▶ **What to do**
Pick up the interview on love and agapism where it stops, and continue it from after its last sentence.

▶ **Excerpted text**
Wolterstorff: The English word 'love' and counterpart words in other languages cover a number of different phenomena. There is, for example, the love of attraction, when you say, "I just love Beethoven's late string quartets" or something like that. It's what the classical Greeks called Eros.

There's the love of attachment. You're attached to this cat because it showed up one winter morning on your doorstep and you took it in. It's not the finest cat; your neighbors have a finer cat. So, it's not attraction - love of attraction is attracted to the worth of something, to the worth of the Beethoven string quartet. So, love of attachment is somehow mysterious.

There's the love of friendship. The ancient Greek word for that is phileo.

There's also love as benevolence, which consists of seeking to advance the good of the other person. So, there isn't any one thing called love. I have come to think that, for any clarity on the matter, it's really important to understand what kind of love you're talking about.

H: How is agape love distinct from the other types of love?

W: Jesus spoke Aramaic. The New Testament is in Greek. So when the Gospel writers report what Jesus said, they take it from the Aramaic to the Greek. When Jesus gives the two love commands (Love God above all, and your neighbor as yourself), the Greek word is agape. So, it's a question of what sort of love Jesus has in mind there. There isn't really any relevant context. Jesus' interlocutors come to him in order to catch him. They say, "Master, Rabbi, what is the greatest commandment in the Torah?" Obviously, they're expecting him to say something so they can say, "Gotcha, that's not the greatest!" But, in fact, they can see that he got it right. So, the question is, what did he mean? I think that most commentators interpret Jesus as meaning benevolence. Seeking the good of the other person.

H: This fits in with your ethical system, agapism. Would you briefly explain the view and compare it to another ethical system?

W: What I call agapism, and what other people call agapism, is an ethical orientation both in practice and theory. It takes its bearings from agape in the New Testament. And it's to be contrasted then with utilitarianism, which does not take its bearings from what is said about love in the New Testament, with egoism, with eudaimonism, and so forth. It's somewhat less sharply defined, I suppose, than utilitarianism and eudaimonism, since those come out of philosophical literature, whereas agapism stems from biblical literature which is not philosophically crafted, obviously.

[Dataset excerpt]
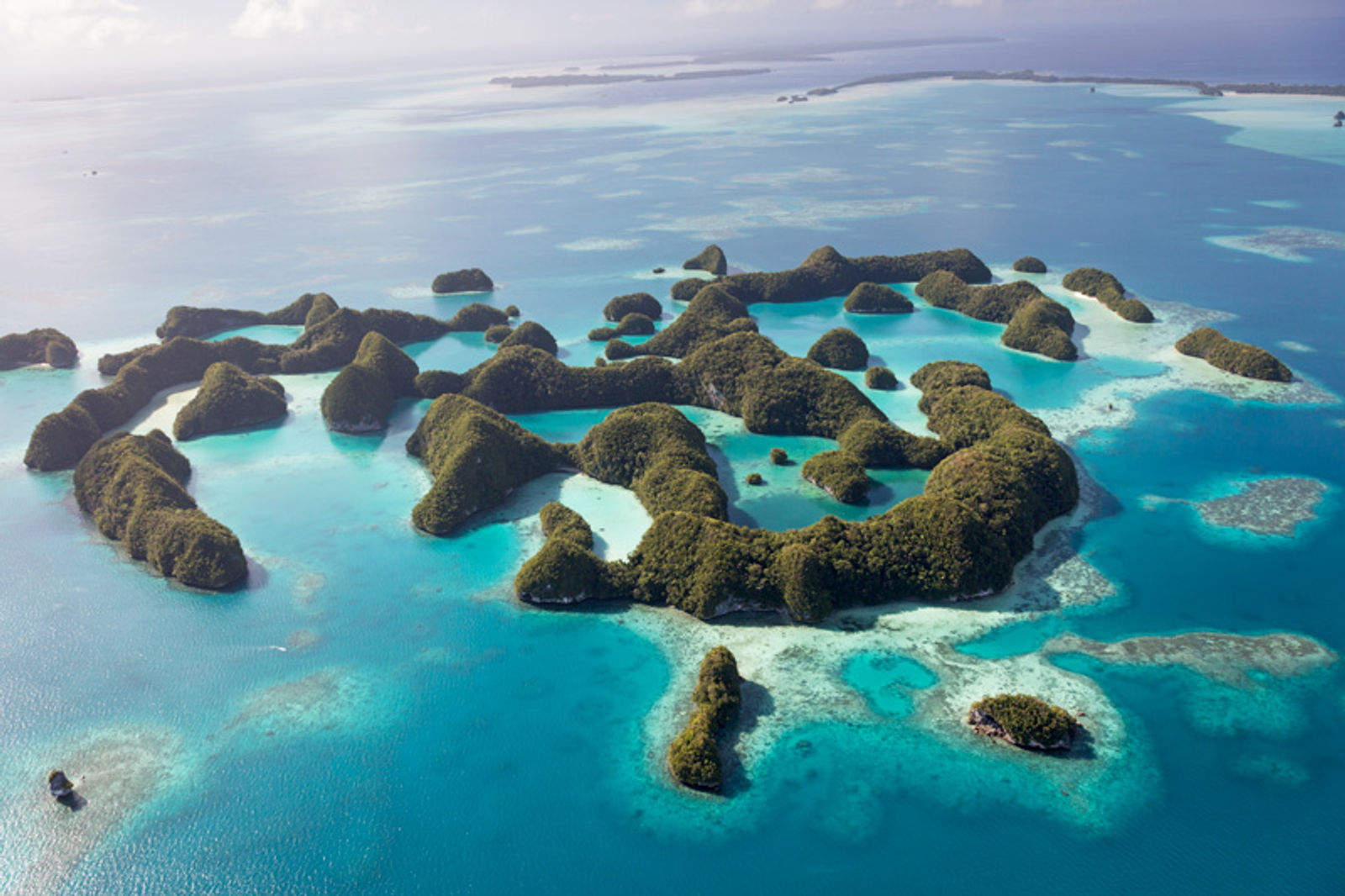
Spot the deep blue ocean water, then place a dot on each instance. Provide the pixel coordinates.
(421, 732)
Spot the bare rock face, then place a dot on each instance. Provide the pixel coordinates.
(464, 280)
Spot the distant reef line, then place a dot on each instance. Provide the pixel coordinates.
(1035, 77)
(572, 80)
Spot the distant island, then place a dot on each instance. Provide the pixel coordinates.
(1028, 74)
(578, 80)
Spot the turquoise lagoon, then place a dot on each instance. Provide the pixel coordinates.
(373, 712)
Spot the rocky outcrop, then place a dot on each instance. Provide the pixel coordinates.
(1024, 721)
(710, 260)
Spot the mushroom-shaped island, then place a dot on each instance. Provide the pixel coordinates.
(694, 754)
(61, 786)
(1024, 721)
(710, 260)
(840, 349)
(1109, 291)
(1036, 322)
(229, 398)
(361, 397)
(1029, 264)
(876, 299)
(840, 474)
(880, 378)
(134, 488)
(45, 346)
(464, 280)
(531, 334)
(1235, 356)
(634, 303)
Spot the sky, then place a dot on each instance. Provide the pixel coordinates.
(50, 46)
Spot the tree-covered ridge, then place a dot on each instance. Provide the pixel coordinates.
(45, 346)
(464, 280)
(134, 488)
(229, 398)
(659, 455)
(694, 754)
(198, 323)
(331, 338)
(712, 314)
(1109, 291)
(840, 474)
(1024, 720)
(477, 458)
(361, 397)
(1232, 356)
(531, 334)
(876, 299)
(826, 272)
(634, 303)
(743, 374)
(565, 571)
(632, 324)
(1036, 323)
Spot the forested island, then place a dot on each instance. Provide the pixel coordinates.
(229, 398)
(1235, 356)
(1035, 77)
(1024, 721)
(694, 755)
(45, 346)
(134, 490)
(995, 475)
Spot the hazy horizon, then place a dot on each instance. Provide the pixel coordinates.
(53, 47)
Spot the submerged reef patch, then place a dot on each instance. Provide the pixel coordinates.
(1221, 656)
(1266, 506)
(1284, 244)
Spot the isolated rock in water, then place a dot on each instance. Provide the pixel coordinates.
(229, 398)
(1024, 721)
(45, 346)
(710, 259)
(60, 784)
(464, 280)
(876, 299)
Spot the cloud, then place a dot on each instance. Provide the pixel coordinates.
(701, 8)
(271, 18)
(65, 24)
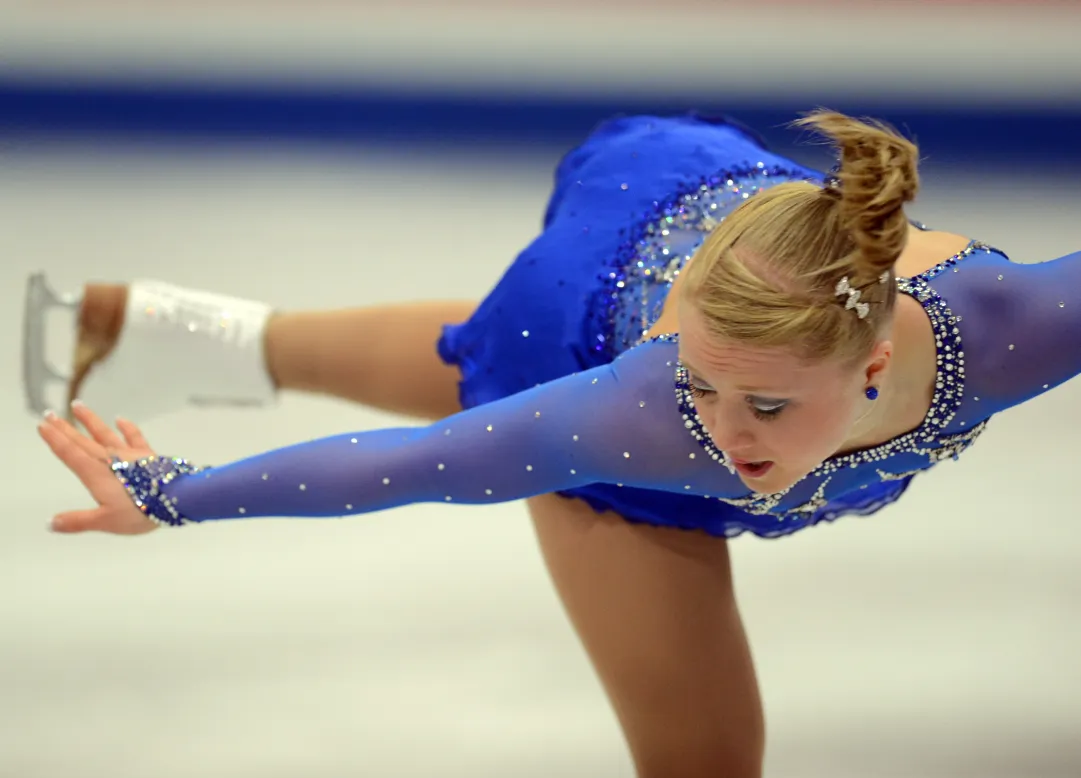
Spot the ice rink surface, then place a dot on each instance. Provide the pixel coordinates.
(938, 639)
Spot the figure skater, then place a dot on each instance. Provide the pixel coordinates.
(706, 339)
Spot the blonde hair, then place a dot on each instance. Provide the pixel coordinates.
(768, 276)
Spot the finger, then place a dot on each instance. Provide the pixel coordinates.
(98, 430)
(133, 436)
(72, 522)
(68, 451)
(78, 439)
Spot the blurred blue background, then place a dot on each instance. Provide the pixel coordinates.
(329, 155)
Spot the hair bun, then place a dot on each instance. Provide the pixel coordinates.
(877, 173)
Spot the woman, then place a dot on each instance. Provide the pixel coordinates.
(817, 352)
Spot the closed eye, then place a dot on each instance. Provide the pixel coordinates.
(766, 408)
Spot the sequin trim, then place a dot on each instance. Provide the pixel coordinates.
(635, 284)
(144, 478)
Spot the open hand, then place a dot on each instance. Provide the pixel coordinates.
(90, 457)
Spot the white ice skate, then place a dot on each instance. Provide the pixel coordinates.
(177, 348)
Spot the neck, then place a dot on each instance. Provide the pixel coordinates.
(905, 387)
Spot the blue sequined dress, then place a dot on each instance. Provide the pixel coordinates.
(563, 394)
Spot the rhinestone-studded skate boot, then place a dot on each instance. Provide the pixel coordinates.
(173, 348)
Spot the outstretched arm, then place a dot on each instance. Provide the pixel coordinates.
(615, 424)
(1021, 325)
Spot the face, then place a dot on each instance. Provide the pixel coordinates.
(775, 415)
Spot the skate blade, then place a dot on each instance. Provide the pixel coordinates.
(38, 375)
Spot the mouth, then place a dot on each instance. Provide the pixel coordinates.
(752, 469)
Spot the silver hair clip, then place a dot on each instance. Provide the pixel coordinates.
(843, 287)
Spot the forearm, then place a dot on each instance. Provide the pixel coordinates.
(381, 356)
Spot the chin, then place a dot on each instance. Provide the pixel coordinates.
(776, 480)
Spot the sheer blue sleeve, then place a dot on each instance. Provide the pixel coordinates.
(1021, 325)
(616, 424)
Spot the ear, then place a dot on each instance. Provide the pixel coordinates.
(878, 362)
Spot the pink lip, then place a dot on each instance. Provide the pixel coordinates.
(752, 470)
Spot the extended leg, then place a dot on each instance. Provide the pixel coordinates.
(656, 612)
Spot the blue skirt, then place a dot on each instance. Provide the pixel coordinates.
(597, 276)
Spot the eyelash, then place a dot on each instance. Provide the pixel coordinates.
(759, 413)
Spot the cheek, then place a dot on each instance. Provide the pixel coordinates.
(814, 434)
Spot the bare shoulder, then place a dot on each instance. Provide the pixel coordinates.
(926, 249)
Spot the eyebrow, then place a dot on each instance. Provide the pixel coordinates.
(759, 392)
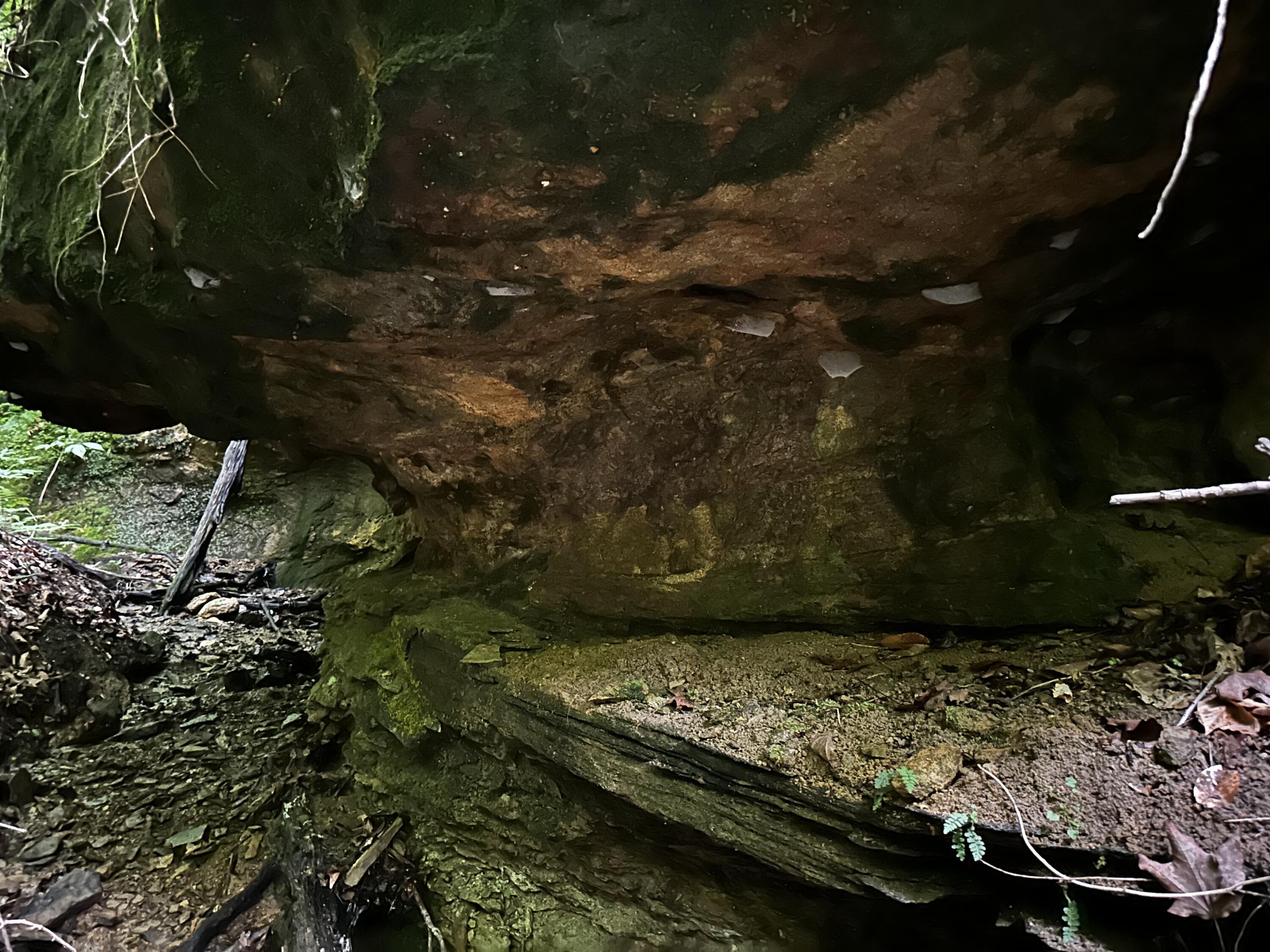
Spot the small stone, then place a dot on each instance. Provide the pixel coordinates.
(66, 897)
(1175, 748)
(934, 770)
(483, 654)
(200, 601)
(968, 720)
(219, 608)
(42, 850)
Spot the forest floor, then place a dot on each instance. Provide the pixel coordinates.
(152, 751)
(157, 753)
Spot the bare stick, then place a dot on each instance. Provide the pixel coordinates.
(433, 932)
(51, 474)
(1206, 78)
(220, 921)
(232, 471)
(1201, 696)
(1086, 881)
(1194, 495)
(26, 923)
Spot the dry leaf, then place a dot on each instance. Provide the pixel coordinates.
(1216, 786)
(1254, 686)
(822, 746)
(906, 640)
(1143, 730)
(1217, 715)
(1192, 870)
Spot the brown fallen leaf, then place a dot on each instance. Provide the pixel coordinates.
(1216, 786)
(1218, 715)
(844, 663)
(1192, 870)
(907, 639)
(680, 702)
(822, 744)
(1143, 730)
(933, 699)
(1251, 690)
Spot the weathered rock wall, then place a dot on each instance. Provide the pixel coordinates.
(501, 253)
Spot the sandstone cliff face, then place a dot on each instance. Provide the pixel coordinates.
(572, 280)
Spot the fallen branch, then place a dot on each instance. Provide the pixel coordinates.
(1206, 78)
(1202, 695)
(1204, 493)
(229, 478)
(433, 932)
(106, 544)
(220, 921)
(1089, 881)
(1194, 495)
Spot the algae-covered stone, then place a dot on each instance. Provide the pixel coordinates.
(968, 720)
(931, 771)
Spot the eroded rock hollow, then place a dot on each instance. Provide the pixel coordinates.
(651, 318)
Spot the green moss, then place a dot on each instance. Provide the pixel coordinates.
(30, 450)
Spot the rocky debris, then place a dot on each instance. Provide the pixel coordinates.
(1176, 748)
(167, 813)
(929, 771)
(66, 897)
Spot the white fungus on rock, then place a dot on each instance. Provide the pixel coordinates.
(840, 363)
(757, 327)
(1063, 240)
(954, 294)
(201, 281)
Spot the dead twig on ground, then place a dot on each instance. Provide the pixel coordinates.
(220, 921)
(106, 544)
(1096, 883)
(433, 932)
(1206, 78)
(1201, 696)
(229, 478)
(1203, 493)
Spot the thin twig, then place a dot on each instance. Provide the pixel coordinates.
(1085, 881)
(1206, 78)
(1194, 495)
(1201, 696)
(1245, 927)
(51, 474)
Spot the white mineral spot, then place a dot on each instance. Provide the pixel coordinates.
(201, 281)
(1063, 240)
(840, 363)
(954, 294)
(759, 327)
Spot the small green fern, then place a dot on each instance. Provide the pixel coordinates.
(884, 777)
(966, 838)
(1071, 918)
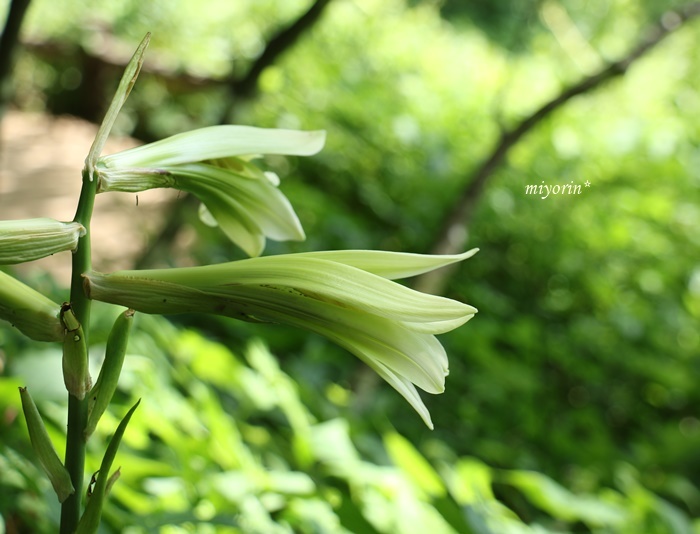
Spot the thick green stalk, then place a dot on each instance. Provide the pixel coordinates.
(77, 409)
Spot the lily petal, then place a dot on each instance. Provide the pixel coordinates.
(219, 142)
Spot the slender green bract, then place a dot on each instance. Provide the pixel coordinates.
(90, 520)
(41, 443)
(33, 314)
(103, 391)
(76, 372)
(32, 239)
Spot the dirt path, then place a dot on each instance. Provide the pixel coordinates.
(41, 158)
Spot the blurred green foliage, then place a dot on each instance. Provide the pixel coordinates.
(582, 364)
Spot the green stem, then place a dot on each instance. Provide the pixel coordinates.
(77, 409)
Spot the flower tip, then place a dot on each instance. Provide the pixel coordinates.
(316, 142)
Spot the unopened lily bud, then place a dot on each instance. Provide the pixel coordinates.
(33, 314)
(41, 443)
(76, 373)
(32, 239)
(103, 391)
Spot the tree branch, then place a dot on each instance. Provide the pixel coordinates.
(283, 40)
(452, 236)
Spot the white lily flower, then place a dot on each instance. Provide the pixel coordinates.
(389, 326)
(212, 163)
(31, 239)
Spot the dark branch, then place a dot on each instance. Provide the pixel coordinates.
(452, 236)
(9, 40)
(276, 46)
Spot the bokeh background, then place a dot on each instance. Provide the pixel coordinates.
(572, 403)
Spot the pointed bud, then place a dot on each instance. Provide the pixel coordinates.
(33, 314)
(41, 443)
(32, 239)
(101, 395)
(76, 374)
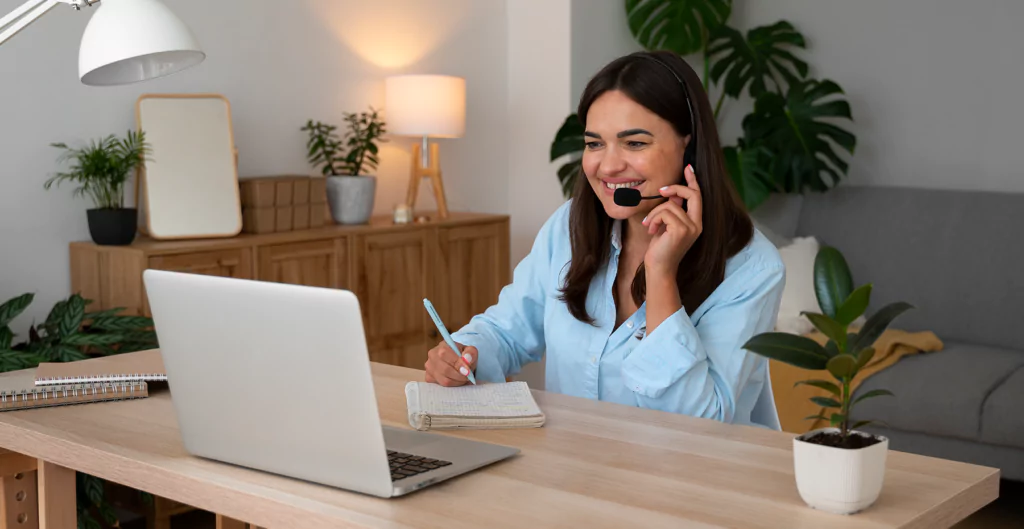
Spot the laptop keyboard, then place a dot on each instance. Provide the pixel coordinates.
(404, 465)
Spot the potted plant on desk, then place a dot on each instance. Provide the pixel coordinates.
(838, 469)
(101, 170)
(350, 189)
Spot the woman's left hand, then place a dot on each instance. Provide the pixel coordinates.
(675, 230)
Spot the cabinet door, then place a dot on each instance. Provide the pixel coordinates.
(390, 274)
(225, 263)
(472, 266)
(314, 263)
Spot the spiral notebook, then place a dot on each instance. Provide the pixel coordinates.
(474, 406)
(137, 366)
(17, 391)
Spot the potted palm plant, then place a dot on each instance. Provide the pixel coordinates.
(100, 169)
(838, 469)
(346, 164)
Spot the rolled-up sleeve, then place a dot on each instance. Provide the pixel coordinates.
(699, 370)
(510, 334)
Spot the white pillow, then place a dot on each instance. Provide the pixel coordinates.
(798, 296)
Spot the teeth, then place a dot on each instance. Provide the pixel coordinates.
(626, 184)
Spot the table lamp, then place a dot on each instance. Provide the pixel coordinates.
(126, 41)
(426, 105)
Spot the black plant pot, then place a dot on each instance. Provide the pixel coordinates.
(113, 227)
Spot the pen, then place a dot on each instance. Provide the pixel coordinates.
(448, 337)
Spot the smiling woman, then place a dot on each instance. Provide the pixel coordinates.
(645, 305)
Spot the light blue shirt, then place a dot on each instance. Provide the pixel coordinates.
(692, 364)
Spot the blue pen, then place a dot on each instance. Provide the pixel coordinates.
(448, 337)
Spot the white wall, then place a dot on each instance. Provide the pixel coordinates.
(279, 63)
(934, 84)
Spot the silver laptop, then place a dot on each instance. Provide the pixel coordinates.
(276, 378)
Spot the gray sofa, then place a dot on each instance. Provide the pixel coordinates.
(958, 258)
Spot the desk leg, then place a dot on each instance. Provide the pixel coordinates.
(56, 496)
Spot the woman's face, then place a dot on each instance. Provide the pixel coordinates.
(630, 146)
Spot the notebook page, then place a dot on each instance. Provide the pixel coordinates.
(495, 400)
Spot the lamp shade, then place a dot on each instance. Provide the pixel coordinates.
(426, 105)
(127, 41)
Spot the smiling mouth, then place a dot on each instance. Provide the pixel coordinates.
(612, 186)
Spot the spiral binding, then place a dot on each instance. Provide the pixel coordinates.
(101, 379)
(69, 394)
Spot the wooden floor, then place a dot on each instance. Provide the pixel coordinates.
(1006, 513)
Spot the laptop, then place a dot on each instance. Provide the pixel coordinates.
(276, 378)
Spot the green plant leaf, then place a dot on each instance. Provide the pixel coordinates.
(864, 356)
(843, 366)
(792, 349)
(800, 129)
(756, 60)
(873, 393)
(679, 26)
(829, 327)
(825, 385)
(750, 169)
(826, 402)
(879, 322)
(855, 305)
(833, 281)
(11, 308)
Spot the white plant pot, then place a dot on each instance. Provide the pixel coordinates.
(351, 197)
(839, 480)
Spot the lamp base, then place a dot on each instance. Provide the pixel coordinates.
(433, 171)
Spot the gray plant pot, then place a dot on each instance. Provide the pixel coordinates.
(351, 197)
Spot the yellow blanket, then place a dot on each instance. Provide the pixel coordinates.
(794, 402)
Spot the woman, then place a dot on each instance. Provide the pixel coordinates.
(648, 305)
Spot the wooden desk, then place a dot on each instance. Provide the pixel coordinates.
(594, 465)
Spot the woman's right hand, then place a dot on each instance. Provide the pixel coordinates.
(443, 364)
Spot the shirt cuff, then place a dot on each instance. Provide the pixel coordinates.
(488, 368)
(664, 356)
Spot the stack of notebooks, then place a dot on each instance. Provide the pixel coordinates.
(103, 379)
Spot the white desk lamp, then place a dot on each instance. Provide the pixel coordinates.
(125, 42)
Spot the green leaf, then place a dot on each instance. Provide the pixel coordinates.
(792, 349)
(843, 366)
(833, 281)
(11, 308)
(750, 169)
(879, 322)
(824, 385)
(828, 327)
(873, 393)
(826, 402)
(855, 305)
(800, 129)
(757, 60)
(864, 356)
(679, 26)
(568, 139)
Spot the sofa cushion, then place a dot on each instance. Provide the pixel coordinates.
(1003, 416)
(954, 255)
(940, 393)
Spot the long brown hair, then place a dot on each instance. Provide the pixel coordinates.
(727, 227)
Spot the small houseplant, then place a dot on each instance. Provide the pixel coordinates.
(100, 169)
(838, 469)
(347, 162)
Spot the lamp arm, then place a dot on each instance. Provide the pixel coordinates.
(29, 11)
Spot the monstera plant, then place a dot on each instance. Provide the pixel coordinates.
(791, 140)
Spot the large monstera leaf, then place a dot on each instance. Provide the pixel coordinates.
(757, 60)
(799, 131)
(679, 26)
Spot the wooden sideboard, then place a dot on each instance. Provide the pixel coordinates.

▶ **Task response**
H: Would you give a specific contrast between agapism and another ethical system, say, ethical egoism?

W: Agapism says seek the good of the other person in some sense and we can talk about what the good of the other person consists of. Egoism says to seek your own good and only your own good. Well, that's not quite right - seek the other good insofar as it advances your good. There's a very sharp contrast between those two.

H: Regarding the love commands, I'm particularly interested in love for one's neighbor. What does Jesus mean when he says to love your neighbor as yourself? What does that look like?

W: I think Jesus is assuming that we do love ourselves and that that's okay. There can be perverted forms of self-love, of course. There have been some writers in the Christian tradition (for example, the Swedish-Lutheran bishop Nygren) who think that self-love is just out, forbidden. I have no idea how they proposes to interpret "Love your neighbor as yourself." I interpret Jesus, who is quoting Leviticus, as saying, "You love yourself, right? Ok, now love your neighbor too." Just as Jesus and the Torah are saying it: just as you seek your own good, also seek the good of your neighbor.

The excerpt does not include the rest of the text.